Instruction: Rewrite every line of the items below as a numbered list, skipping any blank lines and omitting the pictures.

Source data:
┌──

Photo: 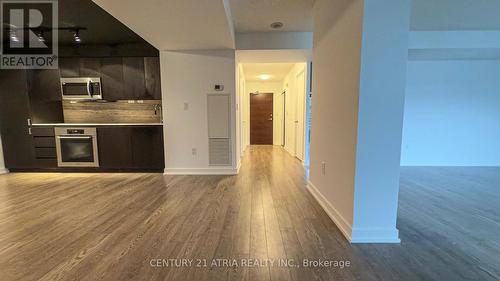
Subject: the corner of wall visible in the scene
[307,181,353,242]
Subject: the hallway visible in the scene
[0,146,500,281]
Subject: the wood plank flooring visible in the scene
[0,146,500,281]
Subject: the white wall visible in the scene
[309,0,363,237]
[283,63,309,160]
[244,81,283,145]
[236,32,313,50]
[401,60,500,166]
[309,0,410,243]
[0,136,8,175]
[160,50,240,174]
[236,64,250,159]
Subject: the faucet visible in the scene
[153,103,163,123]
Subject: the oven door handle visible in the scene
[57,136,92,140]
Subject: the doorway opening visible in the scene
[250,91,274,145]
[237,51,311,165]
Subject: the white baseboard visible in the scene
[307,181,352,241]
[351,228,401,244]
[236,159,241,174]
[163,167,239,175]
[307,181,401,244]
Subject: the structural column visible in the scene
[309,0,410,243]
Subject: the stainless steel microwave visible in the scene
[61,77,102,100]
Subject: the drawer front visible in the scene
[33,137,56,148]
[31,127,54,137]
[35,147,57,159]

└──

Task response:
1. Photo: 
2. Subject: the corner of wall visible in the scene
3. [307,181,353,242]
4. Subject: the hallway visible in the scene
5. [0,146,500,281]
6. Subject: the wood plank flooring visible in the scene
7. [0,146,500,281]
8. Subject: the white wall visible in the scene
9. [309,0,363,237]
10. [283,63,309,160]
11. [244,81,283,145]
12. [236,32,313,50]
13. [401,60,500,166]
14. [309,0,410,243]
15. [0,136,8,175]
16. [160,50,240,174]
17. [236,64,250,159]
18. Subject: the faucet visible in the scene
19. [153,103,163,123]
20. Subject: the oven door handle visible in the scene
21. [57,136,92,140]
22. Subject: the doorway opening visible in the scene
23. [250,91,274,145]
24. [237,51,311,165]
25. Subject: the white baseboard visible in the scene
26. [307,181,352,241]
27. [351,228,401,244]
28. [236,159,241,174]
29. [163,167,239,175]
30. [307,181,401,244]
31. Subject: the structural column visible in the scene
32. [309,0,410,243]
33. Subject: the stainless steel microwave visible in the scene
34. [61,77,102,100]
35. Subject: the drawer front visible in the scene
36. [33,137,56,148]
37. [31,127,54,137]
38. [35,147,57,159]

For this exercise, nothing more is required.